++++ Records shown ++++

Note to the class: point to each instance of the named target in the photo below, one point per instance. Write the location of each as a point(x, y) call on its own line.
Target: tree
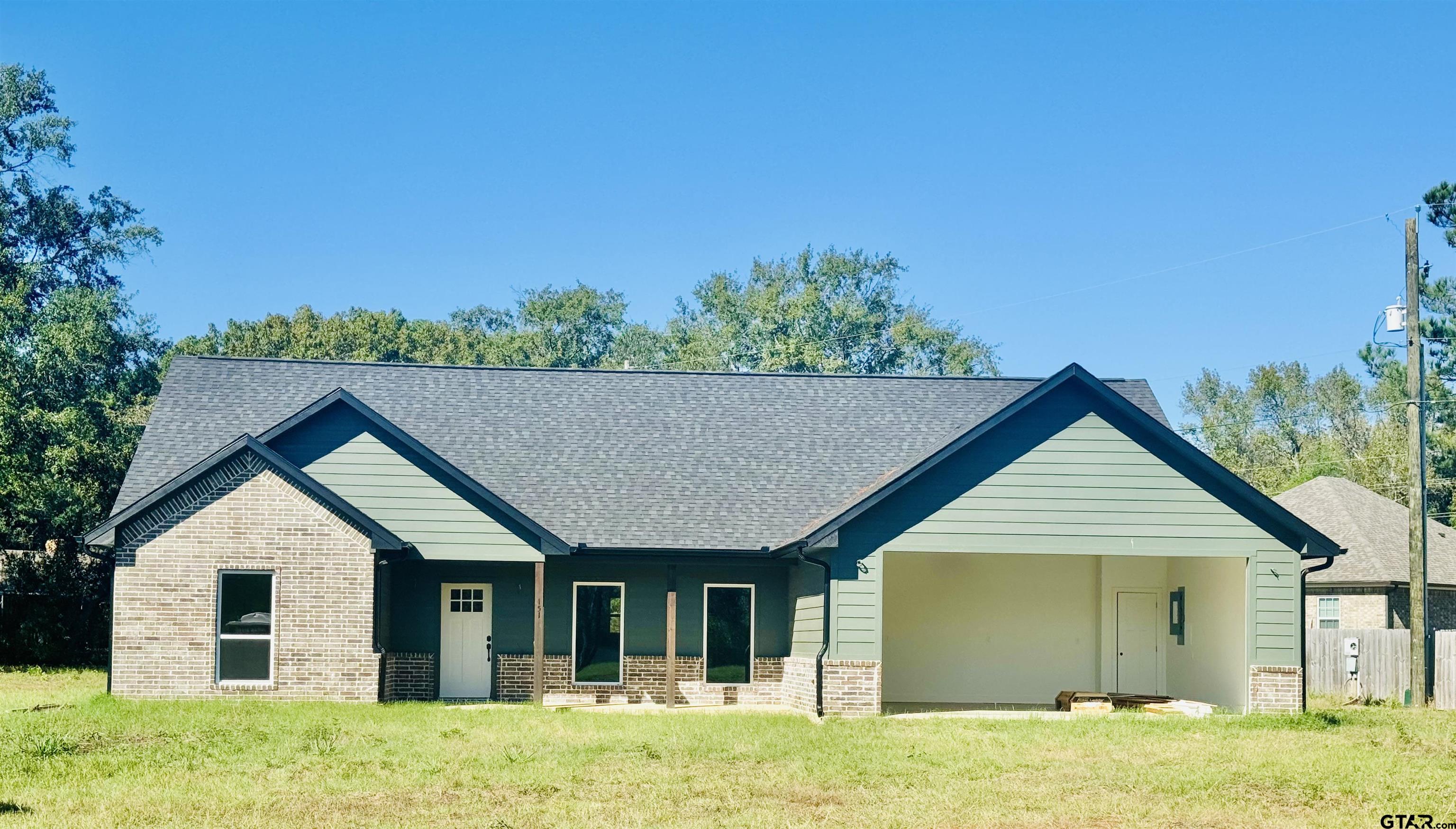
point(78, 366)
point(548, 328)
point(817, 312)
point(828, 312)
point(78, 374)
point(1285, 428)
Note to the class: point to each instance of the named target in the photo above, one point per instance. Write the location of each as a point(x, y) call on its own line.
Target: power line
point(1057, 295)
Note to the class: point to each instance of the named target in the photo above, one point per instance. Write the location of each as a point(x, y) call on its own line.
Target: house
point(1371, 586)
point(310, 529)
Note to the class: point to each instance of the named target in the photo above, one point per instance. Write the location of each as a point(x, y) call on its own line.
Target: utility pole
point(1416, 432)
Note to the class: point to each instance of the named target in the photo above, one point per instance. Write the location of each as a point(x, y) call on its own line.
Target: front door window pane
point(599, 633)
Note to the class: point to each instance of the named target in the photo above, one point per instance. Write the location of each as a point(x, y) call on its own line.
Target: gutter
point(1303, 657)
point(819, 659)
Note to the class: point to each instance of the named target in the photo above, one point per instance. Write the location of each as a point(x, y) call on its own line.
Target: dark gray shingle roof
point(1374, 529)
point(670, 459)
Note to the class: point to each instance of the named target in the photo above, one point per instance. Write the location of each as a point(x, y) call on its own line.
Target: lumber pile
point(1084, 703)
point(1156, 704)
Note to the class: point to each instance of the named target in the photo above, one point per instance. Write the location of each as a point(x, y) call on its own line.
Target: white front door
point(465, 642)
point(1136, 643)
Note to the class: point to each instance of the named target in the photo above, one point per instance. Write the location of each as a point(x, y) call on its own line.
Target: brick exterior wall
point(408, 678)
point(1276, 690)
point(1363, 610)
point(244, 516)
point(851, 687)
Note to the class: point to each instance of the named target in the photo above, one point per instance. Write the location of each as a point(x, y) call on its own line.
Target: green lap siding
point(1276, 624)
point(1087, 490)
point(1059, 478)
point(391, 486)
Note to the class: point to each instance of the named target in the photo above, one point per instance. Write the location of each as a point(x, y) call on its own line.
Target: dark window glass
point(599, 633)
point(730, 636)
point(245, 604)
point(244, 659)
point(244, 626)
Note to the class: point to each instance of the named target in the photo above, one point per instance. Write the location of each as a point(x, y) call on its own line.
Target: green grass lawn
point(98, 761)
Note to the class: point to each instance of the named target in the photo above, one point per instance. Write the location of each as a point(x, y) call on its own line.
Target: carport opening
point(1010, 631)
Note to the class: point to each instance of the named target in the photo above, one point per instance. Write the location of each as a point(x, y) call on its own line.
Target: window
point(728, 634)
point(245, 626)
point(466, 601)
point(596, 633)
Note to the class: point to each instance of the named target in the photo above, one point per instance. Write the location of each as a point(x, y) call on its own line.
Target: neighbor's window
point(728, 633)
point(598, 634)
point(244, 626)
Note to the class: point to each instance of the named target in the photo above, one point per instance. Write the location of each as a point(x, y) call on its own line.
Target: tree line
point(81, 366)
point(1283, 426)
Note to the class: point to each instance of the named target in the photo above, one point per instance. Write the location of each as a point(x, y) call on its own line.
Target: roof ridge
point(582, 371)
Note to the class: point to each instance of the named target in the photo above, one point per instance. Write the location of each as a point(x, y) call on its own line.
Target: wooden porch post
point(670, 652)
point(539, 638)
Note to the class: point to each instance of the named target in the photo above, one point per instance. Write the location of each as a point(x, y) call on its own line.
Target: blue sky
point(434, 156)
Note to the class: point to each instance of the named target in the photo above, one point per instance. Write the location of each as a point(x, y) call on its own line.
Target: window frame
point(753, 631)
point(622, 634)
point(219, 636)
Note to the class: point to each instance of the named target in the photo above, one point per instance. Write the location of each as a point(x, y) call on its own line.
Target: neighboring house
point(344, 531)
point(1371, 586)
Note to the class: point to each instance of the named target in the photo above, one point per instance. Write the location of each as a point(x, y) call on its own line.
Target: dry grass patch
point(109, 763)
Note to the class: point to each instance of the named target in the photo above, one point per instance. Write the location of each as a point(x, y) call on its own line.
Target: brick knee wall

++++

All the lines above are to be given again exactly as they read, with the pictures removed.

- Solved problem:
Note to the class: point to each instance of the named target in the photo below, one point per instance. Write the location of each as a point(x, y) call on its own line.
Target: tree
point(78, 366)
point(548, 328)
point(817, 312)
point(828, 312)
point(78, 374)
point(1285, 428)
Note to the class: point to each instance of the named target in the photo above, one point per instance. Write the location of each as a point(x, y) call on its own line.
Target: power line
point(1057, 295)
Note to the class: point to each instance of the named target in the photo above, one point per instance. Write the location of each as a point(x, y) call on its own line.
Target: house
point(1371, 586)
point(310, 529)
Note to the class: point to each instance of the named target in the photo above, one point per instance. Write the location of each as a point(x, y) call on its own line.
Target: utility pole
point(1416, 432)
Note to the class: point to each instance of the named target in the photo above, one point per instance. Write the location of each as a point(x, y) call on its own line.
Target: front door window pane
point(599, 633)
Note to the class: point to each instance of the named target in the photo above, one point per instance. Write the location of each as a point(x, y) call on its own line.
Target: gutter
point(1303, 657)
point(819, 659)
Note to the class: point to each instance of the named target in the photo above, one point per instance. Write the location of each as a point(x, y) call on its own line.
Target: dark gray shingle roof
point(1374, 529)
point(670, 459)
Note to the class: point to each instance of the named target in the photo above, one point per instance. Write the location of each as a point(x, y) call on its own line.
Target: lumber pile
point(1084, 703)
point(1156, 704)
Note to the class: point to each instance of the named target in the photo above, one point per instance. Write the location of each as a point(x, y) call on its own line.
Target: white front door
point(465, 642)
point(1136, 643)
Note to the class: point to each instance of the named target in the photo above, one point per instance. Write the location of each as a point(x, y) call on its own line.
Target: brick exterior wall
point(408, 678)
point(1276, 690)
point(1363, 610)
point(244, 516)
point(851, 687)
Note to the class: point to each instance of the named target in the photo above, one point per instance. Write the location of each as a point(x, y) call on its own line.
Target: green lap siding
point(1276, 624)
point(1087, 490)
point(1059, 478)
point(391, 486)
Note to the class: point to each instance of the named target in the photo above, one point per instance. Write the location of each as a point(x, y) call on its own line.
Target: dark window glass
point(599, 633)
point(730, 636)
point(245, 604)
point(244, 659)
point(244, 626)
Note to the class: point to each instance of the named target in the photo above, one point per instance. Write the location of each as a point(x, y) call on its own line.
Target: green grass lawn
point(98, 761)
Note to the class: point to each instance of the named target in the photo above, one point per instance. Write the location of each as a point(x, y) call on its own line.
Target: carport opening
point(1010, 631)
Note to the class: point to each instance of the named target in the photo above, one point per instance. Write the location of each as a point(x, y) call on its own line.
Target: window
point(728, 634)
point(245, 626)
point(466, 601)
point(596, 633)
Note to the class: point to each instance of the named target in the photo above, one point per instance. Write the location of each as a point(x, y) call on its own line.
Target: neighbor's window
point(728, 633)
point(598, 634)
point(244, 626)
Note to the class: point to each instance of the named target in the photo above, one point per instance. Write the location of each as a point(x, y) call on its own line.
Target: tree line
point(81, 366)
point(1283, 426)
Note to the class: point to each instance of the named target in the photo above, one point per instance. Write the location of each as a point(x, y) call on its own line.
Target: roof ridge
point(582, 371)
Note to the class: point to each instance of the named target in the photo above, one point per instance. Write the location of each as a point(x, y) call on its own line.
Target: wooden porch post
point(670, 652)
point(539, 638)
Note to the class: point to each instance of the named target in the photo above, one point per instance. Write the location of each as a point(x, y) call on its own line.
Target: blue sky
point(434, 156)
Note to the class: point to each instance of the named target in the photo above, one point per instance. Write the location of each as a point(x, y) call on its own line.
Target: window frame
point(753, 631)
point(622, 634)
point(219, 636)
Note to the class: point to each instance of the named target in the photo above, one point per instance. Write the location of each as a point(x, y) call on its own line.
Target: neighboring house
point(344, 531)
point(1371, 586)
Note to the class: point to each instance of the named target in the photo above, one point per instance. Write the location of each as a point(x, y) call on its own line.
Target: dry grass patch
point(109, 763)
Note to the class: point to each instance of the named target in the photo above, one point per instance. Write the location of each as a point(x, y) call on its own line.
Target: brick knee wall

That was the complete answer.